§ **MATERIAL PROVIDED**
########################################

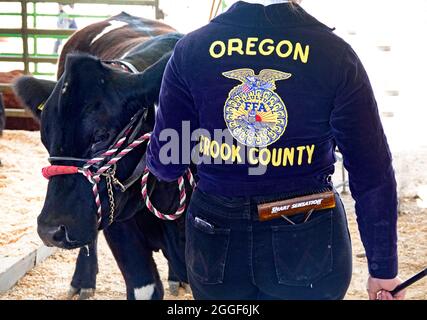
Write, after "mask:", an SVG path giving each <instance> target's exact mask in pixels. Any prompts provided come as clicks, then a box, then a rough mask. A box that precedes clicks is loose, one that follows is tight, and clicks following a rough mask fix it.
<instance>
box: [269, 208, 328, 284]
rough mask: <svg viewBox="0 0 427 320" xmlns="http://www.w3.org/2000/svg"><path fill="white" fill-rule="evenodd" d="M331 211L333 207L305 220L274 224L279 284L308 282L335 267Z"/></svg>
mask: <svg viewBox="0 0 427 320" xmlns="http://www.w3.org/2000/svg"><path fill="white" fill-rule="evenodd" d="M319 213H320V211H319ZM332 214H333V211H332V210H324V212H322V214H320V215H317V216H316V217H315V218H313V220H311V221H309V222H306V223H302V224H297V225H284V226H272V241H273V255H274V263H275V268H276V274H277V278H278V281H279V283H280V284H285V285H291V286H309V285H311V284H312V283H313V282H315V281H316V280H319V279H321V278H322V277H324V276H326V275H327V274H328V273H330V272H331V271H332V267H333V265H332V263H333V261H332V258H333V257H332V222H333V220H332Z"/></svg>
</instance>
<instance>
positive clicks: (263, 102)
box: [223, 69, 292, 147]
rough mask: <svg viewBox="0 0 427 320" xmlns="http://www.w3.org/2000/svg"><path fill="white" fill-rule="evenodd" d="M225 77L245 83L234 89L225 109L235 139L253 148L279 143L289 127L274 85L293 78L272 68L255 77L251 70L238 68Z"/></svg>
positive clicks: (226, 75) (224, 117)
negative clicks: (270, 69)
mask: <svg viewBox="0 0 427 320" xmlns="http://www.w3.org/2000/svg"><path fill="white" fill-rule="evenodd" d="M223 76H225V77H227V78H230V79H235V80H239V81H241V82H242V84H241V85H238V86H237V87H234V88H233V89H232V90H231V92H230V93H229V96H228V99H227V101H226V102H225V106H224V119H225V122H226V123H227V127H228V130H230V132H231V134H232V135H233V137H234V138H235V139H236V140H237V141H239V142H240V143H242V144H244V145H246V146H250V147H266V146H268V145H270V144H272V143H274V142H276V141H277V140H279V138H280V137H281V136H282V135H283V133H284V132H285V130H286V126H287V124H288V112H287V110H286V106H285V104H284V103H283V101H282V98H281V97H280V96H279V95H278V94H277V93H276V92H274V90H276V84H275V82H276V81H279V80H286V79H289V78H290V77H291V76H292V75H291V74H290V73H285V72H282V71H276V70H270V69H264V70H262V71H261V72H260V73H259V75H255V72H254V70H252V69H238V70H233V71H228V72H224V73H223Z"/></svg>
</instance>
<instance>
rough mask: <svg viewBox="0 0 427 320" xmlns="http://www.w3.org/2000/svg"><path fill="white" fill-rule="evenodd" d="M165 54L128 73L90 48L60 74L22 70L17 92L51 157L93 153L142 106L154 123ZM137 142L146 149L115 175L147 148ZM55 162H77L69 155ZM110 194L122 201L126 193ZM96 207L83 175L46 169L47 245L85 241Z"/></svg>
mask: <svg viewBox="0 0 427 320" xmlns="http://www.w3.org/2000/svg"><path fill="white" fill-rule="evenodd" d="M167 58H168V57H166V56H165V57H164V58H163V59H162V60H160V61H159V62H158V63H157V64H156V65H154V66H152V67H151V68H149V69H147V70H146V71H145V72H144V73H142V74H129V73H125V72H123V71H120V70H117V69H113V68H111V67H109V66H108V65H105V64H104V63H102V62H101V61H100V60H98V59H96V58H94V57H92V56H88V55H79V54H76V55H70V56H68V58H67V61H66V66H65V72H64V74H63V76H62V77H61V78H60V80H59V81H58V82H51V81H46V80H39V79H35V78H32V77H22V78H20V79H19V80H18V81H17V82H16V84H15V92H16V93H17V94H18V95H19V96H20V98H21V99H22V101H23V102H24V104H25V105H26V106H27V107H28V108H29V109H30V110H31V112H32V113H33V114H34V115H35V117H36V118H37V119H39V120H40V124H41V139H42V142H43V144H44V146H45V147H46V149H47V150H48V152H49V155H50V156H51V157H73V158H83V159H91V158H93V157H94V156H96V155H99V154H100V153H102V152H104V151H106V150H107V148H108V147H109V146H110V145H111V144H112V143H113V142H114V140H115V138H116V136H117V135H118V134H119V133H120V132H121V131H122V130H123V128H125V127H126V125H127V124H128V123H129V121H130V119H131V118H132V116H133V115H134V114H135V113H136V112H137V111H138V110H140V109H141V108H143V109H147V112H146V113H145V121H144V124H143V126H142V131H143V130H145V131H144V132H149V131H151V130H152V126H153V124H154V103H155V101H156V99H157V97H158V92H159V87H160V82H161V78H162V75H163V70H164V67H165V64H166V61H167ZM142 131H141V132H142ZM141 148H144V150H143V149H139V150H135V152H132V154H131V155H130V156H129V157H127V158H126V159H124V160H123V163H121V164H120V166H119V168H118V176H119V178H122V179H126V178H127V177H128V176H129V175H130V174H131V172H132V171H133V169H134V168H135V167H136V164H137V163H138V161H139V160H140V159H141V156H142V152H144V151H145V146H143V147H141ZM55 164H56V165H67V166H68V165H72V166H80V167H81V166H82V163H76V162H73V161H71V162H70V161H67V162H64V163H61V161H58V162H56V163H55ZM34 169H35V170H36V168H34ZM99 188H100V193H101V195H102V197H101V200H102V202H101V203H102V209H103V214H104V215H106V214H107V215H108V211H109V203H108V197H107V195H106V194H107V193H106V190H105V188H106V184H105V180H104V179H103V180H102V181H101V182H100V184H99ZM116 195H117V197H118V198H117V199H116V205H117V206H118V207H120V201H121V199H122V198H123V197H125V196H126V195H124V194H121V192H116ZM122 202H124V201H123V199H122ZM96 211H97V206H96V204H95V200H94V196H93V193H92V185H91V184H90V183H89V182H88V180H87V179H86V178H85V177H84V176H83V175H81V174H74V175H59V176H54V177H51V179H50V180H49V184H48V189H47V195H46V199H45V203H44V206H43V210H42V212H41V214H40V215H39V217H38V232H39V235H40V237H41V238H42V240H43V241H44V242H45V243H46V244H47V245H54V246H57V247H61V248H66V249H71V248H77V247H81V246H84V245H86V244H88V243H90V242H91V241H92V240H94V238H95V236H96V234H97V231H98V230H97V229H98V218H97V213H96ZM104 218H105V216H104V217H103V219H104ZM106 220H108V219H106Z"/></svg>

########################################

§ **REQUIREMENT**
Scan the material above for the string "positive" and copy every line that has it.

§ **PROBLEM SOLUTION**
positive clicks: (263, 102)
positive clicks: (226, 75) (224, 117)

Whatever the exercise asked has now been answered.